Records:

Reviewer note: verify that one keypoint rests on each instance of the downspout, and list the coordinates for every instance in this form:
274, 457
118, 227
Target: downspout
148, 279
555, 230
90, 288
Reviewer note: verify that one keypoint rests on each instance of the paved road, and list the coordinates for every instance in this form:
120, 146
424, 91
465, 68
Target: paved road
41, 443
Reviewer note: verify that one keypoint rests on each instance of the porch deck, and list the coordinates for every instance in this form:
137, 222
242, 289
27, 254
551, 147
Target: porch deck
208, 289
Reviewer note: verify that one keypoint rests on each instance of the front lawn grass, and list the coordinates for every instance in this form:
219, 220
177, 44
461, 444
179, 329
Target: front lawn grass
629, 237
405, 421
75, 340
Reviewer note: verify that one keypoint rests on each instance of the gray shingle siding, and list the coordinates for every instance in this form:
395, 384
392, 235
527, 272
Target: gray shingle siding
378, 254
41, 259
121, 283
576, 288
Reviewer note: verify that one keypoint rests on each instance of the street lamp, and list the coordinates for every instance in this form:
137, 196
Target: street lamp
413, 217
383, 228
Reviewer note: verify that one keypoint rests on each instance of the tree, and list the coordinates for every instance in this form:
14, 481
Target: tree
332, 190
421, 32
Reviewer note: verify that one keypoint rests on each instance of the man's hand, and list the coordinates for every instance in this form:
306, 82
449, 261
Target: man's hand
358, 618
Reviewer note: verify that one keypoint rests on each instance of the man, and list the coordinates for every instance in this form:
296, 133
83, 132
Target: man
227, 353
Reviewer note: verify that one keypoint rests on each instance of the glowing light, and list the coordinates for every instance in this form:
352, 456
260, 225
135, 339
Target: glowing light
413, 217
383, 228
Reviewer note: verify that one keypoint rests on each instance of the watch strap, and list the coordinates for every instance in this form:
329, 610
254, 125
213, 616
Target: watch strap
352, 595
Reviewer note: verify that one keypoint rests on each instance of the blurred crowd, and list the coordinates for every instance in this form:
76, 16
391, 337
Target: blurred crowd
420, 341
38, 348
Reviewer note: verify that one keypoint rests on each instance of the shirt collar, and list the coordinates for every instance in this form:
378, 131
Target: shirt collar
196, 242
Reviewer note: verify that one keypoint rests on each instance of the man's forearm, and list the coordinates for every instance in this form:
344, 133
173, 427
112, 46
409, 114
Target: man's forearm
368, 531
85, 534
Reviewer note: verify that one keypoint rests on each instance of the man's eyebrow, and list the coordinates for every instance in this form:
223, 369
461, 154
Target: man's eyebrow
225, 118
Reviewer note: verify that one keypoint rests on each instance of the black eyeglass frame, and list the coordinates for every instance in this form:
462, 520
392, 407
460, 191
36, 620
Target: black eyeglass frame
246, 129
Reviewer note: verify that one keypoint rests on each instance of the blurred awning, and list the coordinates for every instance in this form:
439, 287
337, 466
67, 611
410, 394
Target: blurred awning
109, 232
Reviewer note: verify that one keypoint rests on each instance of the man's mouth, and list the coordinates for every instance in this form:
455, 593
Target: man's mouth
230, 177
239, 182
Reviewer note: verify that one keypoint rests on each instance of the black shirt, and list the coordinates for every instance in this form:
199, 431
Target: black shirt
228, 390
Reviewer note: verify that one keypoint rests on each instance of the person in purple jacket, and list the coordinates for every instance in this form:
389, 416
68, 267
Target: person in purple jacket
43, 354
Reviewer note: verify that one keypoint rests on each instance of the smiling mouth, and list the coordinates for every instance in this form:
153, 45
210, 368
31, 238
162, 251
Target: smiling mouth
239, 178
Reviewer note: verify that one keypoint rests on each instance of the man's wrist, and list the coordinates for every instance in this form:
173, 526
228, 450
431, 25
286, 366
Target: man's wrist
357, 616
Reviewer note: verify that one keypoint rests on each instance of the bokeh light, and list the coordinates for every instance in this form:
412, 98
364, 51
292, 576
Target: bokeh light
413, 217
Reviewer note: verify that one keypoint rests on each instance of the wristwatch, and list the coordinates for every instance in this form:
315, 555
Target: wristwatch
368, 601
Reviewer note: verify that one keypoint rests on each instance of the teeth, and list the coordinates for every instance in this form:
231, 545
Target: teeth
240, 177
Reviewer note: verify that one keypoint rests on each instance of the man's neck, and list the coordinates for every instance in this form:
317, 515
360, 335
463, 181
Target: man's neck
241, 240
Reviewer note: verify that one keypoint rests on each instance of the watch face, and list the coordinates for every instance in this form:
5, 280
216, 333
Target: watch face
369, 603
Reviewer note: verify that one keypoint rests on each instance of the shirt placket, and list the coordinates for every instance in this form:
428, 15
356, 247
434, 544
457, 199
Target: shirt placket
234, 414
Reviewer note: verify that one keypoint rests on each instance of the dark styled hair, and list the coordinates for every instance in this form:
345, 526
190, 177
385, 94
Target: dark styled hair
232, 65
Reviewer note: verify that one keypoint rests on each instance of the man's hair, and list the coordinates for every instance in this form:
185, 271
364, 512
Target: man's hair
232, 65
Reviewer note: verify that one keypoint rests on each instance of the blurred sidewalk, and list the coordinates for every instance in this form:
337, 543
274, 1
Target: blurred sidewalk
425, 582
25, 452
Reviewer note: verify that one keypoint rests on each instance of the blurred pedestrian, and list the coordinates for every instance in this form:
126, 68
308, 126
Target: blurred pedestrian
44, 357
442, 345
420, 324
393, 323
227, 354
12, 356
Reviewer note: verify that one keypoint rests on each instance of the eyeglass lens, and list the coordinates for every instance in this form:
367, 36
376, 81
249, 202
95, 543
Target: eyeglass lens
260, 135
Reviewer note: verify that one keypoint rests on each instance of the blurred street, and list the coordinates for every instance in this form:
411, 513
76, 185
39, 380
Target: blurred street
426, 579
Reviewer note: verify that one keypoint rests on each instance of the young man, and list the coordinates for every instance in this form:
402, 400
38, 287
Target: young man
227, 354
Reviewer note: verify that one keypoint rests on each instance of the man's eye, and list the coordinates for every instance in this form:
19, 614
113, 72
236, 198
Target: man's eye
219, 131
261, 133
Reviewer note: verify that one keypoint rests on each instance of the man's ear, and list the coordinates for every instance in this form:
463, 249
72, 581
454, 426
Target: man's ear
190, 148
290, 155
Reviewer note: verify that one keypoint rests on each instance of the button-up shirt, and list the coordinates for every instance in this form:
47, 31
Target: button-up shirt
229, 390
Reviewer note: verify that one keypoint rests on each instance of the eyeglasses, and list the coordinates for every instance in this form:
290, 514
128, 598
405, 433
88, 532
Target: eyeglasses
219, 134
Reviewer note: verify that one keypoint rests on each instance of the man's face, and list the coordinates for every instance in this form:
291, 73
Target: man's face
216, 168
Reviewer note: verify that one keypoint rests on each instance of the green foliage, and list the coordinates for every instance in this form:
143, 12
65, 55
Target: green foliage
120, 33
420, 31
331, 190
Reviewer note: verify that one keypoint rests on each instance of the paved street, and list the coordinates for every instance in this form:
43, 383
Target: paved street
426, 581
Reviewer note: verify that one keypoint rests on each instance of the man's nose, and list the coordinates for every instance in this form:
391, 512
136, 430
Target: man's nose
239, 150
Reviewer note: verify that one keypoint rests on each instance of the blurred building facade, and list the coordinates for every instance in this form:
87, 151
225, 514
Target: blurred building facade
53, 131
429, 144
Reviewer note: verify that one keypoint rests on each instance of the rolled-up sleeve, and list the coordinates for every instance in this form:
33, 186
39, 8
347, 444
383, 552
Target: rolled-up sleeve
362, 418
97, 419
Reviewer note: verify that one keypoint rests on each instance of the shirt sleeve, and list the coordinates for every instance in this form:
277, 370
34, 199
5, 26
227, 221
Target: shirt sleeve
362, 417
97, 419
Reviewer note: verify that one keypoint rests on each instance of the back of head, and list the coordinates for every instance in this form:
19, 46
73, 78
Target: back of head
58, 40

OBJECTIVE:
Extract the data exactly as given.

CORRECT OUTPUT:
Reviewer note: verify that one keypoint rests on each instance of the downspout, and list the coordinates for every instance in this form:
274, 457
118, 227
Target: downspout
148, 279
555, 230
90, 288
Reviewer note: verify that one keypoint rests on each instance of the paved road, and list the coordinates for every instance in this form:
120, 146
424, 91
465, 68
Target: paved road
41, 443
Reviewer note: verify that one keypoint rests on each instance of the porch deck, and list the coordinates for every instance in this form:
137, 222
242, 289
27, 254
551, 147
Target: porch deck
208, 289
Reviewer note: verify that one keypoint rests on each instance of the front lawn grass, and list the coordinates for every instance in this form:
219, 220
177, 44
461, 444
179, 329
Target: front lawn grass
629, 237
405, 421
75, 340
Reviewer note: verify that one keypoint rests on each instance of the gray shingle siding, and list the coordinates for every instance in this form:
395, 384
392, 235
527, 272
Target: gray shingle siding
378, 254
41, 259
121, 283
576, 288
Reviewer note: verify that one keypoint rests on each instance of the street lamp, and list the coordinates for every instance in this form:
137, 196
Target: street lamp
413, 217
383, 228
Reviewer note: verify that one keypoint rests on each instance of the tree, and list the coordinates for every instance in this form:
14, 481
Target: tree
332, 190
421, 32
Reviewer note: verify that one keypoint rests on each instance of the man's hand, and list the coordinates for every instance in this form:
306, 82
449, 261
Target: man's hand
358, 618
Reviewer note: verify that one keypoint rests on each instance of the man, and list the coordinates for every instance in this form:
296, 133
83, 132
Target: man
227, 353
Reviewer note: verify that one keypoint rests on each instance of the glowing light, and list the coordinates for every instance in this form:
352, 456
260, 225
135, 339
Target: glowing light
413, 217
383, 228
Reviewer note: verify that one keypoint rests on each instance of the watch strap, and list the coordinates for every instance in this form:
329, 610
254, 125
213, 616
Target: watch strap
352, 595
Reviewer note: verify that one keypoint rests on each instance of the blurred crowd, and list the coordinates for every instance in this form:
76, 16
391, 337
Target: blurred crowd
420, 341
38, 348
Reviewer note: verify that one keypoint rests on each instance of the shirt collar, and list the coordinates for every instance in this form:
378, 131
Target: shirt collar
196, 242
Reviewer note: verify that one keypoint rests on each instance of the man's forearm, and list the coordinates for every instance in this form:
344, 133
173, 427
112, 46
409, 114
Target: man's forearm
368, 531
85, 534
Reviewer note: verify that one keypoint rests on each instance of the man's eyebrow, and list the coordinates for every instance in this form:
223, 369
461, 154
Target: man's eyebrow
225, 118
Reviewer note: verify that one keypoint rests on each instance of the black eyeglass frame, and list the coordinates for every instance in this form:
462, 520
392, 407
460, 191
36, 620
Target: black eyeglass frame
246, 129
Reviewer note: verify that one keypoint rests on each instance of the blurred awning, and list the coordinates for every instance in this form:
439, 287
337, 466
67, 611
410, 394
Target: blurred awning
109, 232
Reviewer note: verify that one keypoint rests on each instance of the man's mouth, and list the coordinates for every instance in this form:
455, 593
Target: man's mouth
230, 177
239, 182
Reviewer note: verify that one keypoint rests on each instance of the black shirt, and list the coordinates for every instance in this form:
199, 431
Target: black shirt
228, 390
Reviewer note: verify that one keypoint rests on each instance of the person in purple jacket, and list the coordinates for every instance in this form:
389, 416
68, 267
Target: person in purple jacket
43, 354
Reviewer note: verify that one keypoint rests on each instance of the smiling mouth, and list the coordinates for every instance in this form:
153, 45
210, 368
31, 238
162, 251
Target: smiling mouth
239, 178
Reviewer note: verify that one keypoint rests on each instance of the man's wrist, and list the coordinates for every instance in this form:
173, 526
228, 450
431, 25
286, 366
Target: man's wrist
357, 616
Reviewer note: verify that one keypoint rests on each instance of the bokeh light, and list the coordinates for every instance in this form:
412, 98
364, 51
292, 576
Target: bokeh light
413, 217
Reviewer note: verify that one keypoint rests on each instance of the wristwatch, and list the coordinates for every instance in this form:
315, 555
Target: wristwatch
368, 601
Reviewer note: verify that one keypoint rests on each instance of the teeth, and list the coordinates for every instance in this form:
231, 545
Target: teeth
240, 177
Reviewer note: verify that one keypoint rests on each instance of the man's neck, and list the coordinates for every instance in this form:
317, 515
360, 335
463, 181
Target: man's neck
241, 240
Reviewer note: verify that one keypoint rests on each instance of the watch face, and list the coordinates for every instance in this form:
5, 280
216, 333
Target: watch face
369, 603
Reviewer note: verify that one keypoint rests on each instance of the shirt placket, and list the coordinates for every instance in this form:
428, 15
356, 247
434, 544
457, 199
Target: shirt placket
234, 414
Reviewer note: verify that one keypoint rests on each instance of the dark styled hair, and list the coordinates for every instance in this form:
345, 526
190, 177
385, 94
Target: dark styled hair
232, 65
Reviewer note: verify that one keypoint rests on each instance of the man's hair, and list the coordinates for every instance in this form:
185, 271
364, 512
Target: man's hair
232, 65
Reviewer note: verify that one keypoint rests on each instance of the blurred sidewalk, and list the coordinates for every instance in this form:
337, 543
274, 1
Target: blurred sidewalk
425, 582
25, 452
Reviewer note: verify that one keypoint rests on each instance of the blurred pedestrian, and list the coordinates for every instance in this form:
126, 68
308, 126
Target: blurred pedestrian
44, 357
442, 345
420, 324
393, 323
227, 354
12, 356
Reviewer note: verify that one keypoint rests on each instance of the eyeglass lens, and list the coordinates for every instance in this form:
367, 36
376, 81
249, 202
95, 543
Target: eyeglass lens
260, 135
Reviewer note: verify that one keypoint rests on each instance of the blurred street, and list the coordinates for every instance in this form:
411, 513
76, 185
39, 380
Target: blurred street
426, 579
Reviewer note: verify that one keypoint rests on each instance of the young man, and list the coordinates for every instance in this form:
402, 400
38, 287
Target: young man
227, 354
Reviewer note: verify that one keypoint rests on each instance of the man's eye, and list the coordinates for every instance in this form:
19, 614
113, 72
236, 198
Target: man's eye
219, 131
261, 133
Reviewer note: verify that one keypoint rests on each instance of the man's ear, and list the coordinates for every instance in this form:
463, 249
72, 581
454, 426
Target: man's ear
190, 148
290, 155
Reviewer note: verify that one keypoint rests on each instance of the button-up shirt, and list the coordinates for every instance in this form:
47, 31
Target: button-up shirt
229, 390
Reviewer note: verify that one keypoint rests on each instance of the eyeglasses, and list the coordinates for every instance in this form:
290, 514
128, 598
405, 433
88, 532
Target: eyeglasses
219, 134
Reviewer note: verify that one keypoint rests on each instance of the man's face, and list the coordinates for every instance in this form:
291, 73
Target: man's face
216, 168
Reviewer note: verify that one keypoint rests on each instance of the green foliage, and list the coordinates for every instance in this form:
143, 12
65, 55
Target: green foliage
120, 33
420, 31
331, 190
Reviewer note: verify that one keypoint rests on each instance of the paved street, and list the coordinates for every instance in this form:
43, 383
Target: paved street
426, 581
Reviewer note: verify that one keypoint rests on each instance of the man's nose, and list the coordinates for every instance in this form:
391, 512
136, 430
Target: man's nose
239, 150
Reviewer note: verify that one keypoint rests on each instance of the blurred building facade, and list the coordinates for every instance in this form:
87, 151
225, 514
Target: blurred building facade
53, 131
429, 144
Reviewer note: verify that one keypoint rests on each instance of the rolled-up sleeve, and list the coordinates for every instance in this form:
33, 186
39, 8
347, 444
383, 552
Target: rolled-up sleeve
362, 418
97, 419
Reviewer note: verify that one keypoint rests on each instance of the shirt sleeve, and list the coordinates for every instance in this form:
277, 370
34, 199
5, 26
227, 221
Target: shirt sleeve
362, 417
97, 419
Reviewer note: verify that one keypoint rests on each instance of the back of head, and list the coordinates for every instance in this form:
19, 46
73, 78
Target: back of head
58, 40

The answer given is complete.